• [Given data]:
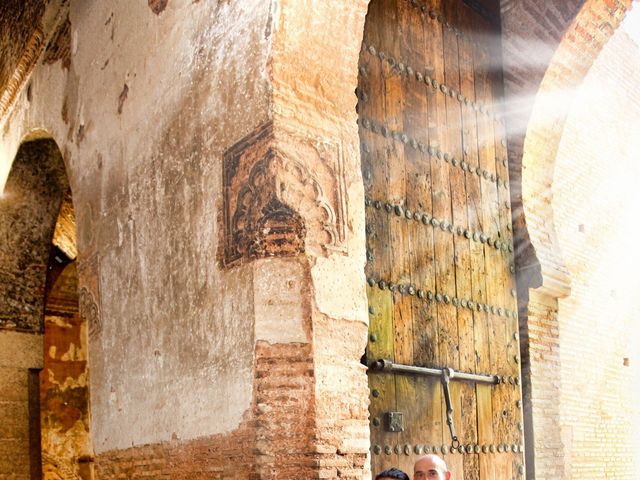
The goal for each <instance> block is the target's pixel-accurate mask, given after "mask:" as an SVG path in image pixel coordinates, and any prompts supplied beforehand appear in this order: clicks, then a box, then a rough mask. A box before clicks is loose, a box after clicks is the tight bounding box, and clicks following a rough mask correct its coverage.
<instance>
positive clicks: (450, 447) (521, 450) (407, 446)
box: [372, 443, 524, 455]
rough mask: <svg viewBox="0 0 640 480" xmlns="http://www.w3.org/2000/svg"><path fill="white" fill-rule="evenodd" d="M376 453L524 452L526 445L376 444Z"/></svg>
mask: <svg viewBox="0 0 640 480" xmlns="http://www.w3.org/2000/svg"><path fill="white" fill-rule="evenodd" d="M372 451H373V453H374V454H375V455H380V454H381V453H383V452H384V453H385V454H386V455H391V454H392V453H395V454H397V455H400V454H402V453H404V454H405V455H412V454H415V455H422V454H428V453H435V454H442V455H446V454H447V453H460V454H479V453H522V452H524V447H523V446H522V445H518V444H515V443H513V444H511V445H510V444H508V443H500V444H498V445H494V444H493V443H492V444H489V445H486V444H485V445H478V444H468V445H459V446H458V447H454V446H449V445H442V446H437V445H434V446H433V447H430V446H429V445H415V446H414V447H413V448H411V445H409V444H406V445H395V446H393V447H392V446H391V445H384V447H383V446H381V445H374V446H373V449H372Z"/></svg>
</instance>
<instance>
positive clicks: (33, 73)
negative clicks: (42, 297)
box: [0, 0, 271, 454]
mask: <svg viewBox="0 0 640 480" xmlns="http://www.w3.org/2000/svg"><path fill="white" fill-rule="evenodd" d="M161 4H162V2H161ZM164 4H165V8H161V6H160V7H158V5H155V4H154V8H153V9H152V8H150V7H149V6H148V5H147V2H127V1H109V2H98V1H88V2H87V1H85V2H80V1H78V2H71V3H70V5H69V7H68V8H69V21H70V28H69V32H68V35H69V38H68V39H67V40H68V45H69V48H68V51H66V53H65V50H64V49H62V55H63V56H62V58H60V59H59V60H58V61H54V62H47V63H45V62H42V61H41V62H40V63H39V64H38V65H37V66H36V67H35V69H34V70H33V73H32V75H31V77H30V78H29V80H28V84H26V85H24V86H23V88H22V91H21V92H20V93H19V95H18V97H17V100H16V103H15V104H14V105H13V107H12V110H11V112H10V113H9V115H8V116H7V117H5V119H4V121H3V125H1V127H2V130H1V132H2V133H1V136H0V161H1V162H3V166H4V169H3V171H4V170H6V171H8V168H6V167H7V165H10V164H11V162H12V160H13V158H14V157H15V153H16V151H17V148H18V146H19V145H20V143H21V142H22V141H23V140H24V139H25V138H35V137H40V136H50V137H52V138H53V139H55V141H56V142H57V144H58V146H59V147H60V150H61V151H62V154H63V157H64V161H65V164H66V169H67V174H68V176H69V180H70V184H71V189H72V192H73V201H74V206H75V209H76V216H77V222H78V252H79V260H78V273H79V282H80V283H79V288H80V289H82V288H86V289H87V291H88V292H89V296H90V298H91V299H92V300H93V302H94V307H95V309H94V310H93V311H94V312H95V315H93V316H92V318H91V319H90V322H91V324H90V331H91V333H92V334H91V336H90V341H89V365H90V379H91V415H92V423H93V428H92V435H93V440H94V447H95V451H96V453H98V454H100V453H101V452H105V451H108V450H113V449H121V448H124V447H131V446H132V445H142V444H148V443H157V442H162V441H170V440H173V441H175V440H188V439H193V438H196V437H199V436H204V435H212V434H217V433H225V432H229V431H231V430H233V429H234V428H236V427H237V426H238V425H239V423H240V421H241V419H242V416H243V414H244V413H245V412H246V411H247V410H248V409H249V407H250V404H251V395H252V369H253V352H254V342H255V340H256V339H255V335H254V316H253V306H252V304H253V302H252V301H251V298H252V295H253V271H252V270H253V268H254V267H253V266H241V267H239V268H237V269H234V270H233V271H229V272H221V271H220V270H219V269H218V267H217V262H216V250H217V245H216V239H217V238H218V228H219V227H218V218H217V215H218V207H219V203H220V201H221V185H222V181H221V177H220V175H221V169H220V166H221V157H222V154H223V152H224V151H225V149H226V148H228V147H229V146H230V145H232V144H233V143H235V142H236V141H237V140H238V139H239V138H241V137H243V136H244V135H246V134H247V133H248V132H250V131H252V130H253V129H255V128H256V126H258V125H261V124H263V123H265V122H266V121H268V119H269V115H270V114H269V109H268V106H269V99H270V87H269V82H268V80H267V70H268V69H267V65H266V62H267V57H268V53H269V49H270V42H271V37H270V36H271V6H270V4H269V3H268V2H262V1H258V0H255V1H242V2H224V1H220V2H191V1H177V0H172V1H170V2H168V3H167V2H164ZM64 55H68V56H69V60H70V61H69V62H65V58H64ZM65 63H66V64H67V66H65ZM81 308H82V307H81ZM81 313H82V312H81Z"/></svg>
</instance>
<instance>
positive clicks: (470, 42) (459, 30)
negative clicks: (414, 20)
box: [409, 0, 480, 48]
mask: <svg viewBox="0 0 640 480" xmlns="http://www.w3.org/2000/svg"><path fill="white" fill-rule="evenodd" d="M409 3H410V4H411V6H413V7H414V8H419V9H420V11H421V12H422V13H424V14H425V15H429V17H430V18H431V19H432V20H437V21H438V22H439V23H441V24H442V26H443V27H445V28H446V29H447V30H449V31H450V32H453V33H454V34H455V36H456V37H460V38H462V39H464V40H466V41H467V42H469V43H470V44H472V45H474V46H475V47H478V48H479V47H480V44H479V43H478V42H476V41H475V40H474V39H473V38H472V37H471V35H469V34H467V33H464V32H463V31H461V30H459V29H457V28H456V27H454V26H453V25H451V24H450V23H449V22H448V21H447V20H446V19H445V18H444V16H443V15H442V14H440V13H438V12H436V11H435V10H429V11H428V12H427V7H426V5H424V4H423V5H418V2H417V1H416V0H410V1H409Z"/></svg>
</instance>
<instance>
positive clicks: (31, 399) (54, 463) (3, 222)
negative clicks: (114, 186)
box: [0, 139, 92, 479]
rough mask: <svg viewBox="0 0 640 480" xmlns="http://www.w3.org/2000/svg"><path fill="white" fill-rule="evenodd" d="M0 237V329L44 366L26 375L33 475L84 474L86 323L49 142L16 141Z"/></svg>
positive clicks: (2, 199)
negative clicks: (83, 312)
mask: <svg viewBox="0 0 640 480" xmlns="http://www.w3.org/2000/svg"><path fill="white" fill-rule="evenodd" d="M0 234H1V236H2V240H3V241H2V242H1V245H0V262H1V263H0V291H1V293H2V294H3V297H4V298H5V299H6V302H3V305H2V306H1V307H0V329H2V330H6V331H14V332H24V333H30V334H34V335H36V336H38V337H39V338H41V339H42V342H43V345H42V346H43V353H44V356H43V359H42V362H41V365H42V367H43V368H42V370H41V371H40V372H39V380H38V377H34V373H35V372H32V378H34V380H33V381H32V383H34V385H33V386H32V388H31V389H30V398H29V399H28V402H29V409H28V410H29V420H28V421H29V427H28V429H29V431H30V438H29V445H28V449H27V450H26V451H28V456H29V459H28V463H29V464H30V469H31V475H32V477H31V478H41V477H42V478H44V479H58V478H90V477H91V475H92V473H91V469H92V463H91V462H92V453H91V452H92V447H91V437H90V432H89V427H90V412H89V391H88V385H89V383H88V364H87V360H88V357H87V323H86V322H85V321H84V320H83V319H82V317H81V316H80V312H79V304H80V294H79V292H78V273H77V260H76V259H77V247H76V223H75V214H74V208H73V200H72V195H71V189H70V185H69V180H68V178H67V175H66V170H65V166H64V162H63V159H62V155H61V153H60V150H59V148H58V146H57V144H56V143H55V142H54V141H53V140H50V139H38V140H34V141H26V142H24V143H23V144H22V145H21V146H20V148H19V150H18V152H17V154H16V157H15V159H14V162H13V165H12V168H11V171H10V173H9V177H8V178H7V182H6V185H5V188H4V191H3V193H2V196H1V197H0ZM0 333H2V332H1V331H0ZM18 360H19V359H16V365H18V364H19V361H18ZM23 451H25V450H23ZM25 461H26V460H25V459H23V461H19V462H16V469H18V468H21V467H20V465H24V464H25ZM14 473H20V472H14Z"/></svg>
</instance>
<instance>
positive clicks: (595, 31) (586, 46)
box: [505, 0, 631, 478]
mask: <svg viewBox="0 0 640 480" xmlns="http://www.w3.org/2000/svg"><path fill="white" fill-rule="evenodd" d="M523 3H528V2H527V1H526V0H525V1H524V2H523ZM551 3H553V2H551ZM567 3H571V4H572V5H571V9H572V11H567V12H565V13H566V17H565V20H566V22H565V23H564V24H563V23H562V22H560V21H559V22H558V24H557V25H558V29H557V30H556V32H555V35H551V36H552V37H553V38H547V39H546V42H547V43H546V45H547V46H548V47H552V48H553V50H554V51H553V55H550V56H549V57H548V58H544V59H542V61H540V64H539V65H538V66H539V67H542V66H544V72H543V73H542V72H538V71H536V70H535V68H534V69H532V71H531V78H530V79H524V78H515V76H516V75H518V73H514V70H511V71H509V70H507V71H506V72H505V79H506V85H507V105H510V104H511V105H513V104H518V103H520V105H519V106H518V107H517V108H515V110H516V112H515V113H514V112H513V111H512V112H509V111H508V114H511V115H512V117H511V118H509V123H508V125H511V128H510V131H509V134H510V140H509V147H510V148H509V149H510V152H509V154H510V177H511V184H512V205H513V223H514V241H515V243H516V262H517V268H518V302H519V310H520V339H521V342H520V348H521V358H522V377H523V382H522V383H523V388H522V389H523V410H524V415H525V425H524V431H525V445H526V461H527V478H536V477H538V478H539V477H547V476H549V477H558V476H562V472H563V469H564V468H565V467H564V465H565V464H566V463H567V462H569V461H570V459H567V458H565V455H566V453H565V445H564V439H563V437H562V432H561V431H560V429H559V428H558V425H559V424H560V404H559V402H558V401H554V402H549V401H548V399H550V398H553V399H558V398H560V392H561V385H560V384H559V382H555V381H549V375H550V372H558V371H559V369H560V367H561V365H560V363H559V360H558V357H559V350H560V344H559V342H560V338H559V333H558V299H559V298H563V297H565V296H567V295H569V293H570V291H571V279H570V276H569V272H568V269H567V268H566V266H565V265H564V261H563V258H562V253H561V251H560V248H559V244H558V240H557V237H556V231H555V226H554V212H553V209H552V195H553V193H552V192H553V191H552V187H553V178H554V167H555V161H556V156H557V151H558V148H559V144H560V141H561V138H562V134H563V131H564V125H565V121H566V118H567V115H568V113H569V110H570V107H571V102H572V100H573V97H574V93H575V92H576V91H577V89H578V88H577V87H578V86H579V85H580V84H581V82H582V80H583V78H584V77H585V76H586V74H587V73H588V71H589V69H590V68H591V66H592V64H593V62H594V61H595V59H596V58H597V56H598V55H599V53H600V52H601V50H602V49H603V47H604V45H605V44H606V43H607V41H608V40H609V38H610V37H611V36H612V34H613V32H614V31H615V30H616V29H617V28H618V26H619V25H620V23H621V21H622V20H623V18H624V16H625V13H626V10H627V9H628V8H629V6H630V4H631V1H630V0H613V1H611V0H588V1H586V2H567ZM555 4H559V2H555ZM580 4H581V5H580ZM578 7H579V8H578ZM573 11H575V12H576V13H575V15H574V14H573V13H572V12H573ZM516 13H517V12H516ZM516 13H514V15H515V14H516ZM541 13H542V12H541ZM507 17H508V15H507ZM508 24H509V22H507V25H508ZM565 26H566V27H565ZM562 28H565V31H564V33H562V34H561V35H560V34H559V32H560V31H561V30H562ZM506 41H507V43H508V42H509V38H508V33H507V39H506ZM513 43H514V44H517V42H513ZM505 50H507V51H506V56H509V52H508V48H507V49H505ZM508 63H509V61H507V64H508ZM507 67H508V65H507ZM512 67H514V69H516V70H517V62H515V63H513V64H512ZM519 73H520V74H522V75H526V73H527V72H526V71H524V73H523V72H519ZM519 82H520V83H521V85H517V84H518V83H519ZM510 90H511V91H510ZM510 97H511V98H510Z"/></svg>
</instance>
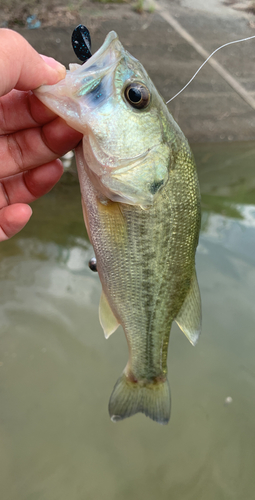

• [Work to be completed]:
Every line above with the string "positive" in it should be copied into the answer.

• [Finished task]:
positive clicks: (450, 447) (521, 450) (407, 446)
positive clicks: (33, 73)
positive clicks: (470, 42) (459, 30)
positive clicks: (31, 399) (54, 463) (3, 222)
positive clicks: (2, 199)
positive clicks: (595, 31) (586, 46)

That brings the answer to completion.